* SELECTED TEXT:
# # # # # # #
Here, the State Bar was established as a "public corporation" in 1927—not to imbue it with State authority but to recognize its importance to the public interest. See State Bar of Cal. v. Superior Ct. of L.A. Cnty., 207 Cal. 323, 328, 278 P. 432 (1929).1 Back then, a superior court judge challenged the State Bar's classification as a "public corporation." Id. at 328-30, 278 P. 432. Given "its membership," "its function," and "its independence of public regulation and control," amici for the judge argued that it should be considered a "private corporation." Id. at 329, 278 P. 432. The Supreme Court of California rejected that view. While California's highest court recognized that the "profession and practice of the law" involves "in a limited sense a matter of private choice and concern," it is also "essentially and more largely a matter of public interest and concern." Id. at 330, 278 P. 432. That's because of the "integral
and indispensable" role attorneys serve in "our system of administering justice." Id. Thus, the profession and practice of law "is not such a matter of purely private concern," id. at 332, 278 P. 432, but its relation to the administration of civil and criminal law make it the "proper subject of legislative regulation and control," id. at 331, 278 P. 432. So from the beginning, the State Bar was not conceived of as an "arm of the State," but an entity subject to special legislative oversight given its unique public-interest role. Certainly, nothing in the State Bar's classification as a "public corporation" grants it more immunities or privileges than municipalities, which have no sovereign immunity.
And the same understanding of the State Bar's classification as a "public corporation" exists today. The State Bar is statutorily established as a "public corporation" in the Business and Professions Code—not the Government Code. See Cal. Bus. & Prof. Code § 6001. Although "public corporation" isn't defined in the Business and Professions Code, it is elsewhere in California law:
• The Government Code defines "public corporation" as "any county, city and county, city, town, municipal corporation, district of any kind or class, authority, redevelopment agency or political subdivision of this state." Cal. Gov. Code § 67510 (as codified in the San Francisco Bay Area Transportation Terminal Authority Act).
• That definition was carried over to the Financial Code. See Cal. Fin. Code § 22050(f) ("This division does not apply to any public corporation as defined in [§] 67510 of the Government Code[.]").
• The Government Code defines "local agency" to include municipalities and other "public corporation[s]." See, e.g., Cal. Gov. Code §§ 53069, 53200(a), 53215, 53227.2(a), 53460(a), 53820, 53850(a), 54307.
# # # # # # #
* EXTRACTED DATA:

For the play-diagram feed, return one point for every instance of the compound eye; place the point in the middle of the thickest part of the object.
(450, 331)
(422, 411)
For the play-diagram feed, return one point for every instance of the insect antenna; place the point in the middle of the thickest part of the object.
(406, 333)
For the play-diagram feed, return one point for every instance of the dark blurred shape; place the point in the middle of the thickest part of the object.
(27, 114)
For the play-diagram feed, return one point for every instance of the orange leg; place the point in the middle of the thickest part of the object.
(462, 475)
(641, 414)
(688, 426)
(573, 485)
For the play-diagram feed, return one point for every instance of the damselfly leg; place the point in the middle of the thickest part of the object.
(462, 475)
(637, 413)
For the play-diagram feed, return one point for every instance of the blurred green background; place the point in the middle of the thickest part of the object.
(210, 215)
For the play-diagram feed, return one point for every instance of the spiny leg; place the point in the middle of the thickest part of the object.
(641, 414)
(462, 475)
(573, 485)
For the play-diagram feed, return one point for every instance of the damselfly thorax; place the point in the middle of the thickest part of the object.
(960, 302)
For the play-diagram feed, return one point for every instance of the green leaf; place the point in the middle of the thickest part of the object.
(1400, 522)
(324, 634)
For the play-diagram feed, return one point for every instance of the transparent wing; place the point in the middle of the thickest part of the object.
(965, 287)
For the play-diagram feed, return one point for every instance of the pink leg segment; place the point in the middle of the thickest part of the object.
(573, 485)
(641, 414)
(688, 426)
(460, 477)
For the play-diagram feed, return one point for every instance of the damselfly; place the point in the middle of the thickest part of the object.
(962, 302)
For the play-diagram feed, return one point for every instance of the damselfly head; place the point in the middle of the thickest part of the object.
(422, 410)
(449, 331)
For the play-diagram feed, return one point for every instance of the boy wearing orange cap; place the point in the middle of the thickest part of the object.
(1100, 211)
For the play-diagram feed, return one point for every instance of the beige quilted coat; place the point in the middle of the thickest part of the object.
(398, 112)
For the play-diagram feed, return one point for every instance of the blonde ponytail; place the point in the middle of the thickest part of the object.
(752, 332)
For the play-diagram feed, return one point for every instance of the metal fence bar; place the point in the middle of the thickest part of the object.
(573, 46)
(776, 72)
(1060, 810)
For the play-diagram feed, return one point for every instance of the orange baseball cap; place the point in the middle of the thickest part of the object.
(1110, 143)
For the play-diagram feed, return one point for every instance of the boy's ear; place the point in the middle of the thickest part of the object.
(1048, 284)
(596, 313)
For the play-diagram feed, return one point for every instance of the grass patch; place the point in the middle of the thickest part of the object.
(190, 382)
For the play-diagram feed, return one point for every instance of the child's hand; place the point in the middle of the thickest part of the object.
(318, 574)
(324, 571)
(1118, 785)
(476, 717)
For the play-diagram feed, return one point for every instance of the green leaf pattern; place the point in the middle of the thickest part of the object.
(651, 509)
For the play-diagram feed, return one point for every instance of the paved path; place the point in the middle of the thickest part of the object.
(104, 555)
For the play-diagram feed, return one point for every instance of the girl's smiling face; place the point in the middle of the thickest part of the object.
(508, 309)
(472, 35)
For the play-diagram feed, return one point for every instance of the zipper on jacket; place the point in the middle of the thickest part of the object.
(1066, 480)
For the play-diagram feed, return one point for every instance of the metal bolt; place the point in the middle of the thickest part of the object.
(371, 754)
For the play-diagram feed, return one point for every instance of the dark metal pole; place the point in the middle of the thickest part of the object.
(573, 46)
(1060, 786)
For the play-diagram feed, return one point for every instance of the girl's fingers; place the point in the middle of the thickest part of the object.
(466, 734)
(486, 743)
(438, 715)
# # # # # # #
* YOUR GOAL: Copy word for word the part of the passage on the State Bar's status that starts at "And the same" and ends at "Terminal Authority Act).". The rows are separate material and not part of the passage on the State Bar's status.

* SOLUTION BELOW:
And the same understanding of the State Bar's classification as a "public corporation" exists today. The State Bar is statutorily established as a "public corporation" in the Business and Professions Code—not the Government Code. See Cal. Bus. & Prof. Code § 6001. Although "public corporation" isn't defined in the Business and Professions Code, it is elsewhere in California law:
• The Government Code defines "public corporation" as "any county, city and county, city, town, municipal corporation, district of any kind or class, authority, redevelopment agency or political subdivision of this state." Cal. Gov. Code § 67510 (as codified in the San Francisco Bay Area Transportation Terminal Authority Act).